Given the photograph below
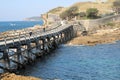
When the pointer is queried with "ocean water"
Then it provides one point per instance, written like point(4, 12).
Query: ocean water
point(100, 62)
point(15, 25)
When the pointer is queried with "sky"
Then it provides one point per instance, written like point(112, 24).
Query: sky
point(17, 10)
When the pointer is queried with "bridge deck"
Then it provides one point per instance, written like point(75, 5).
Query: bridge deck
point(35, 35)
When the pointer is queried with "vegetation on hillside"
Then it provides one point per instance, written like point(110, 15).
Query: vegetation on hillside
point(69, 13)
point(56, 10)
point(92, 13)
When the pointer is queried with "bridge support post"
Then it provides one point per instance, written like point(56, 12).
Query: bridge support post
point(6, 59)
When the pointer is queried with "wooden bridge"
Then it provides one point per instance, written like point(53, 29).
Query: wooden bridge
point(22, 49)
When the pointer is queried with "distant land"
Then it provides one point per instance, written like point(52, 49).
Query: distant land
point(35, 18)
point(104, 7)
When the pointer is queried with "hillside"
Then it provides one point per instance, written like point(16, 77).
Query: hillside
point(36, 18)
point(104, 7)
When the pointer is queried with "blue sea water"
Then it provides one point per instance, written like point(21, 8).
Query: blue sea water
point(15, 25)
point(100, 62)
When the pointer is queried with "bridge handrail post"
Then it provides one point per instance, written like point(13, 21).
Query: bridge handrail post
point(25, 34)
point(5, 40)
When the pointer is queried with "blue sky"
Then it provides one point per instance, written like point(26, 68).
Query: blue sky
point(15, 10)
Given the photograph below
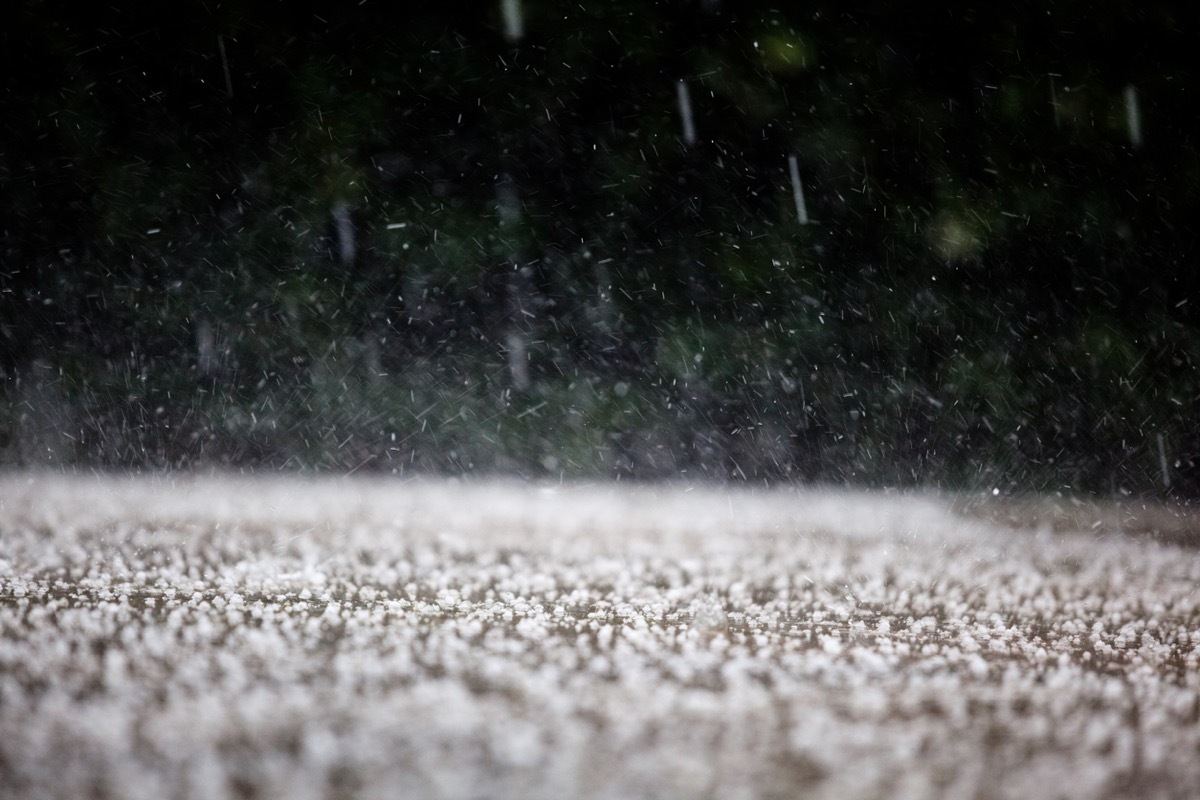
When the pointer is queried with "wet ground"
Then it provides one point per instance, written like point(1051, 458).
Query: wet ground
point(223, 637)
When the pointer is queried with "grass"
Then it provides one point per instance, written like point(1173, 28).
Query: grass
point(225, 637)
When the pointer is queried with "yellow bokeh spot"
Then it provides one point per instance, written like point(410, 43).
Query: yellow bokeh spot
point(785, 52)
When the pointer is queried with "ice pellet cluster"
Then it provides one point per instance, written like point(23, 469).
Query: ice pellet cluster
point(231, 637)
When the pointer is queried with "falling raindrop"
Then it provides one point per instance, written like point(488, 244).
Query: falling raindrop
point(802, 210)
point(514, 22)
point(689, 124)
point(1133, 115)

...

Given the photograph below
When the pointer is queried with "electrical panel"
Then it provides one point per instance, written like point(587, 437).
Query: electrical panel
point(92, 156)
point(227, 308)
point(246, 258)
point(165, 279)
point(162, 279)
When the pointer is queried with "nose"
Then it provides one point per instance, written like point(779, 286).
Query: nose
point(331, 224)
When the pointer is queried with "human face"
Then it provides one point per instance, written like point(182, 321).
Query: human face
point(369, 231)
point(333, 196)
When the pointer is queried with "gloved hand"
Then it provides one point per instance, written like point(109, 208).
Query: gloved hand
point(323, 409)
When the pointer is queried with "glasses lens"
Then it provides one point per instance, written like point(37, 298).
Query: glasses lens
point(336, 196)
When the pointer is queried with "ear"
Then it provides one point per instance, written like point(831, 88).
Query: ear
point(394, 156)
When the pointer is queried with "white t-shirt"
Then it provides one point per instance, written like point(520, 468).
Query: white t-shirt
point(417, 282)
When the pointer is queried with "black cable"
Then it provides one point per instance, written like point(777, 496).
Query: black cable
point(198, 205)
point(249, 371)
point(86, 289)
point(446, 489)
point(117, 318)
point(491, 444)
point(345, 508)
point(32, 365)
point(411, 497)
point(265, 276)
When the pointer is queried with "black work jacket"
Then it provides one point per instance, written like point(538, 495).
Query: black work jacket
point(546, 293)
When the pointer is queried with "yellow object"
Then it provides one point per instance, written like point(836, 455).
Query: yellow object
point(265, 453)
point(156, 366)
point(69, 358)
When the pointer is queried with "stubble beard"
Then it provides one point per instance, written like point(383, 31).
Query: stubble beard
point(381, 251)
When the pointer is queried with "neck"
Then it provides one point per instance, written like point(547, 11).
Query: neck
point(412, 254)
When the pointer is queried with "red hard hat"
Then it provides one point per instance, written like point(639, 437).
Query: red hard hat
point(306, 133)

Task statement: Which lines in the rows above contain the string "nose"? Copy each of them.

Result:
When the pointer is queried with "nose"
Query: nose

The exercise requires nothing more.